··· EXCERPTED PASSAGE

# HP circuit board traces - My 1st post



## Anonymous (Apr 21, 2008)

I have some vintage hp circuit boards (1960-70's) that have either gold or gold plated traces on both sides. My goal is to figure out if these boards are worth the effort of refining or selling as gold scrap.

I don't have any experience with gold refining or chemicals (if there is a level below novice, that would be me). I'm mostly an electronics guy.

I think this forum is great and I have found ALOT of interesting stuff but I'm overwhelmed by the plethora of information. So to my questions...

1. I need to figure out what these traces are made out of gold or gold plate. I've scratched the surface and what's below is definetly NOT seem to be copper. Is there a kit or set of chemicals I could use to figure out what these traces are made of? 

2. Once I determine what the traces are made out of, assuming they are plated, how do I measure the plating thickness? If they are solid gold traces, I assume I could just scrape them off and put them on a scale to get a rough idea of the amount pm I'm dealing with, is that reasonable?

······
··· RECORDS PROVIDED

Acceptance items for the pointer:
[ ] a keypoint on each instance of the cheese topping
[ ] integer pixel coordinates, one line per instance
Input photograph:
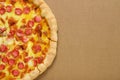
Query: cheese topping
(24, 38)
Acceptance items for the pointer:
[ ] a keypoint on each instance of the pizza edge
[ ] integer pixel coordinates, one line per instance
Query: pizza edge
(47, 13)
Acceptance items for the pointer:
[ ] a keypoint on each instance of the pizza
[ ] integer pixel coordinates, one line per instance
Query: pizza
(28, 39)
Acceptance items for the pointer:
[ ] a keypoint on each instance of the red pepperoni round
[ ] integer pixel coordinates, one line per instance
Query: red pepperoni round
(5, 60)
(15, 53)
(27, 59)
(21, 65)
(8, 8)
(15, 72)
(40, 59)
(36, 48)
(11, 62)
(2, 67)
(2, 30)
(18, 11)
(28, 31)
(2, 11)
(24, 39)
(11, 33)
(26, 10)
(3, 48)
(30, 23)
(37, 18)
(35, 62)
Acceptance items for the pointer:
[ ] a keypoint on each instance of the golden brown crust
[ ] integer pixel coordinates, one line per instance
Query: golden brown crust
(47, 13)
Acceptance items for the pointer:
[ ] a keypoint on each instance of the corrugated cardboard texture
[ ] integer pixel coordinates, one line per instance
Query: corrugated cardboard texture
(89, 40)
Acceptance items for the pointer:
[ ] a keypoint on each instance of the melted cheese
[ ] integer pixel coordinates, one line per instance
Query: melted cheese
(11, 43)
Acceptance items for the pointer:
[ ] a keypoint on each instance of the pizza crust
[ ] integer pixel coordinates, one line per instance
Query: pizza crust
(47, 13)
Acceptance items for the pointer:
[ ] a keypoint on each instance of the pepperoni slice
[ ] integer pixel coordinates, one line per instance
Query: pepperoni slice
(30, 23)
(28, 31)
(15, 72)
(2, 11)
(5, 60)
(27, 59)
(26, 10)
(11, 33)
(19, 33)
(18, 11)
(11, 62)
(2, 75)
(8, 8)
(3, 48)
(36, 48)
(37, 18)
(40, 59)
(15, 53)
(35, 62)
(21, 65)
(24, 39)
(2, 67)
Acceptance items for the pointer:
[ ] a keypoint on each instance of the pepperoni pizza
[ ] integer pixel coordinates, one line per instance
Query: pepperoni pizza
(28, 39)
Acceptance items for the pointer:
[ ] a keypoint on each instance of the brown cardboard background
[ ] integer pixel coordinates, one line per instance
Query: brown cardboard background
(89, 40)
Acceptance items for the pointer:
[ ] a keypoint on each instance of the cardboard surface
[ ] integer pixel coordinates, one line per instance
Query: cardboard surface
(89, 40)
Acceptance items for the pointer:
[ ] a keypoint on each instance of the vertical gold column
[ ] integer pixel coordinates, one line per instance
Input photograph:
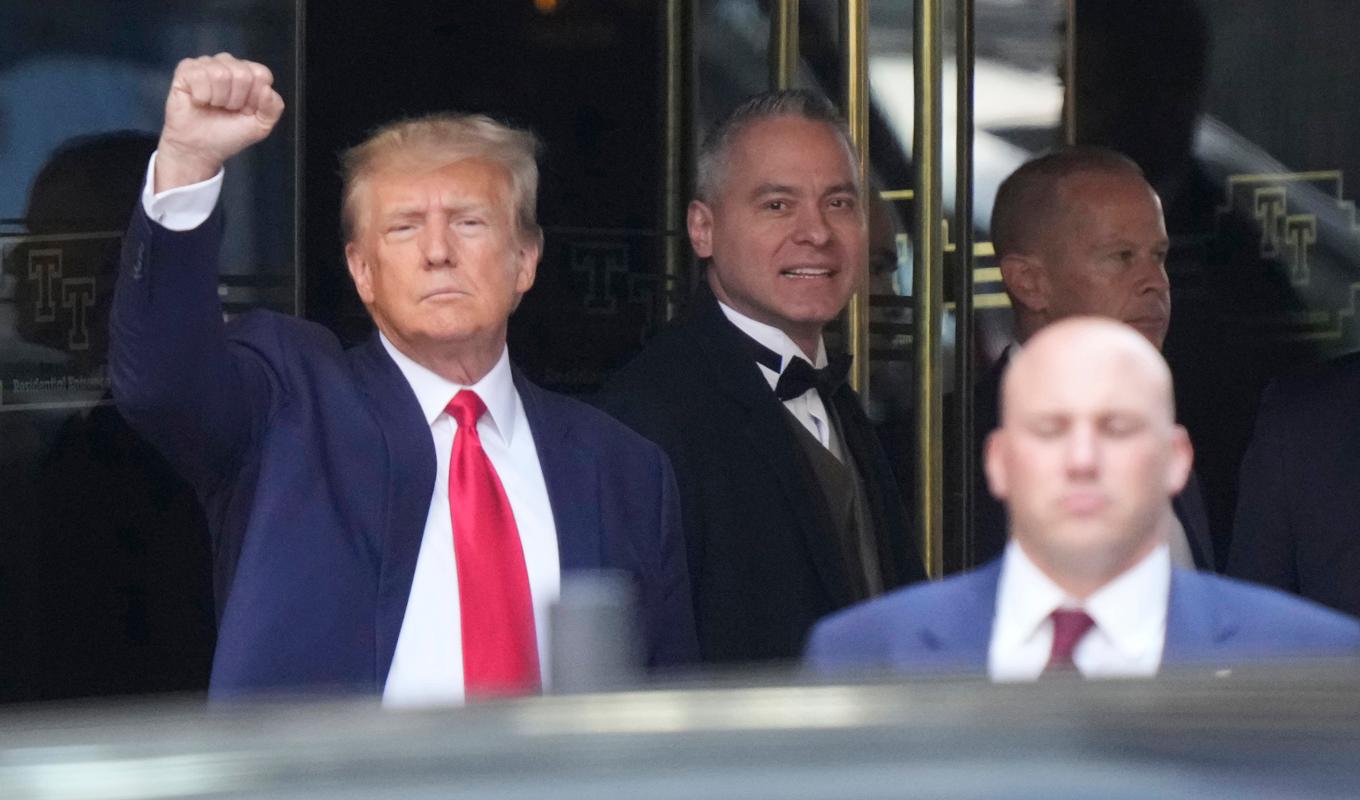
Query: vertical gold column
(928, 282)
(784, 44)
(673, 129)
(1069, 75)
(963, 282)
(854, 33)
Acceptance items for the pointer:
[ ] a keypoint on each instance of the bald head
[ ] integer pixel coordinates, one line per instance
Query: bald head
(1080, 233)
(1088, 453)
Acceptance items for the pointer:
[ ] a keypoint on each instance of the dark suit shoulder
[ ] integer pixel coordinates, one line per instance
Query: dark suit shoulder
(926, 600)
(585, 422)
(1317, 388)
(664, 385)
(280, 334)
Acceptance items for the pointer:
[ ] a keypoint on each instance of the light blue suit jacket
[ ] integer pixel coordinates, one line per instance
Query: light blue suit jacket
(944, 627)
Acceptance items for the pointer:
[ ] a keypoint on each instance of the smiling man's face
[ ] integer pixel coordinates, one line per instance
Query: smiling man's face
(785, 229)
(437, 257)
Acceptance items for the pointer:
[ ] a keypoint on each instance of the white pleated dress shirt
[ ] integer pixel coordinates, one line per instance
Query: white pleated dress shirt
(808, 407)
(1129, 612)
(427, 665)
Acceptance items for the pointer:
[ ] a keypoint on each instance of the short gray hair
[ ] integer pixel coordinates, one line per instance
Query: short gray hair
(789, 102)
(1027, 202)
(441, 139)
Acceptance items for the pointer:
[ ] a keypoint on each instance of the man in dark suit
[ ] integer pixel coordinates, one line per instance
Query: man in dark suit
(396, 519)
(789, 506)
(1087, 457)
(1080, 231)
(1298, 523)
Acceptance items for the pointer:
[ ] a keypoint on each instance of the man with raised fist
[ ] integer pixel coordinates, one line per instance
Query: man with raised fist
(393, 519)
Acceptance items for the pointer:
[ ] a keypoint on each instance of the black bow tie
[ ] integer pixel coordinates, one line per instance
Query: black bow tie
(800, 374)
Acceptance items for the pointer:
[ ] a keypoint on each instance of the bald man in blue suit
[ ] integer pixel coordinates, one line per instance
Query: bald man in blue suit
(1087, 459)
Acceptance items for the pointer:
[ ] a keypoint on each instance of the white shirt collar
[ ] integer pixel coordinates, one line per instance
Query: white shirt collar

······

■ DIRECTIVE 1 ■
Find every line in the rows that contains the string "raised", and copy each of those lines.
■ DIRECTIVE 2 ■
Extend the forum post about gold traces on vintage HP circuit boards, starting after its last sentence.

■ WRITTEN RESPONSE 1 ■
[ ] a keypoint on each instance of the man with raised fist
Query: man with raised fist

■ WRITTEN RESPONSE 2 ■
3. If I decide to sell these boards as scrap, what is the best way to prep the boards and what is the best way to communicate to potential buyers what I have? I want to be as honest as straightforward as I can and get a fair price.

If someone could point this newbie in the right direction, I'd greatly appreciate it.

-Flavio


----------



## Platdigger (Apr 21, 2008)

The traces are plated.

This stuff should sell like wild fire on ebay.
Randy


----------



## Roxx (Apr 21, 2008)

Well I personally have never done this....I am just getting into it too. However there are a series of posts about this question. Just do a search for circuit board yeilds. From what I read I gather the boards your are talking about are old PCI and Motherboards with gold circuits pressed into the silicone. These are gold plated and from what I remember it would take several hundred pounds of circuit boards to produce 1 ounce of pure gold. But do a search to find out for sure.

-roxx


----------



## Scott2357 (Apr 21, 2008)

Most likely only gold plated on exposed areas after solder mask was applied. Scrape off some solder mask (the green stuff) on a large trace and see if it's gold layer then copper or just copper.


----------



## Anonymous (Apr 21, 2008)

The are not computer boards they are from milspec equipment. The traces are very wide, old style (not that ultra-thin stuff you get now-a-days) and the gold/goldplated traces are the full length of the trace. 

I tried scraping a trace with a razor blade and it take *several *scrapes to cut through.

But I don't know how thick this stuff is. Compared to modern stuff, like the gold plated fingers on pcb and memory that you can scrape through the gold pretty easily, this stuff seem *ALOT* thicker.

Am I asking in the wrong place in this forum?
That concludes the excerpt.